**The problem**
Could you repeat, word for word, the stretch of the records from the line containing "403, row 256." through the line containing "column 394, row 279", including both of those lines?
------------------------------------------------------------
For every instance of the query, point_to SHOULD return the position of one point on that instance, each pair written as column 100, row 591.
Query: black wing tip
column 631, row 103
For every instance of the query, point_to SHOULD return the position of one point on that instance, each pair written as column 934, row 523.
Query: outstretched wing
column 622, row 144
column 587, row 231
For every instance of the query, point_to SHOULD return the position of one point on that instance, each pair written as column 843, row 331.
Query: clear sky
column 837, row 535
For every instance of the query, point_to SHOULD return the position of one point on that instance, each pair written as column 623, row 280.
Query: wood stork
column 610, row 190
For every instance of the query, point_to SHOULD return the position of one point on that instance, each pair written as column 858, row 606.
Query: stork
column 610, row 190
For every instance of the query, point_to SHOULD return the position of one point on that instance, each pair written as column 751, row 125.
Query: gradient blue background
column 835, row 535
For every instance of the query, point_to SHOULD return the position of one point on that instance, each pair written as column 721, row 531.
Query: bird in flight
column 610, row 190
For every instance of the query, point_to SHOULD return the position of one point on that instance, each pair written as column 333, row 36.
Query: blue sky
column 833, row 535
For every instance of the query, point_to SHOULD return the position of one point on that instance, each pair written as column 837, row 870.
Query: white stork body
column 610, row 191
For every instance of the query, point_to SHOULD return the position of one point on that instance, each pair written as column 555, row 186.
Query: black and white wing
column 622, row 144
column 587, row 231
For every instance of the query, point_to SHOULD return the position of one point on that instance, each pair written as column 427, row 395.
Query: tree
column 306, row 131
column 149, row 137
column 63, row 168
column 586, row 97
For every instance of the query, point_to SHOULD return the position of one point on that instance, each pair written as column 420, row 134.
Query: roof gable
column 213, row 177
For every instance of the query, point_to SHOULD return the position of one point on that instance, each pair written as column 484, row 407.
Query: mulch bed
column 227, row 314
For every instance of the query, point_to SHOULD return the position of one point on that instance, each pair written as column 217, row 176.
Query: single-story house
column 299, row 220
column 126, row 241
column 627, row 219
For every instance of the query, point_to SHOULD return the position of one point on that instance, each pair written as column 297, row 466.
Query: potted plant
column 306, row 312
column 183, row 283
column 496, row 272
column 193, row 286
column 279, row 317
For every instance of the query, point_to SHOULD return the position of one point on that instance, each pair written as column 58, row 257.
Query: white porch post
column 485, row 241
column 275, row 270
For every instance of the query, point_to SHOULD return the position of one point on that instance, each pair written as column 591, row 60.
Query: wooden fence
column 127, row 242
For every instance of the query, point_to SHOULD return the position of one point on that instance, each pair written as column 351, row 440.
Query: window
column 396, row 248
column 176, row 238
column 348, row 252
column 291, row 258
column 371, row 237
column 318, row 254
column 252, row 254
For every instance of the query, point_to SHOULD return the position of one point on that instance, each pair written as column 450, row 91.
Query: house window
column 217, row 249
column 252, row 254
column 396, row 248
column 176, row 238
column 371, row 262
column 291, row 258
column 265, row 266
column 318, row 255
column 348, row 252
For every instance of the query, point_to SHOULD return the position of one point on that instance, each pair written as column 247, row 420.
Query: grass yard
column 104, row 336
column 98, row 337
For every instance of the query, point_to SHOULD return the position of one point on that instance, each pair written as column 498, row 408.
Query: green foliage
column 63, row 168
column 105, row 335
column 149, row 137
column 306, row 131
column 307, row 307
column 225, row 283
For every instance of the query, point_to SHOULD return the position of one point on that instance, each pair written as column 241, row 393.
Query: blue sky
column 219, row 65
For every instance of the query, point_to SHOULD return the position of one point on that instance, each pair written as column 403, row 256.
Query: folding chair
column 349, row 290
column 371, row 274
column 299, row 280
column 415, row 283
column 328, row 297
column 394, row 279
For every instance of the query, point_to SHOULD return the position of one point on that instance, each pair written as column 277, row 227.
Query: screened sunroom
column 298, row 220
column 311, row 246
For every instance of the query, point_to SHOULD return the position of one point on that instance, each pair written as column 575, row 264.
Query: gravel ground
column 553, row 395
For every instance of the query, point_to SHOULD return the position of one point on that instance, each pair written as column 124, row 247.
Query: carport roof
------------------------------------------------------------
**Result of this task**
For every instance of the query, point_to SHOULD return the position of one point on that instance, each pair written as column 403, row 256.
Query: folding chair
column 349, row 290
column 371, row 274
column 299, row 280
column 415, row 283
column 328, row 297
column 394, row 279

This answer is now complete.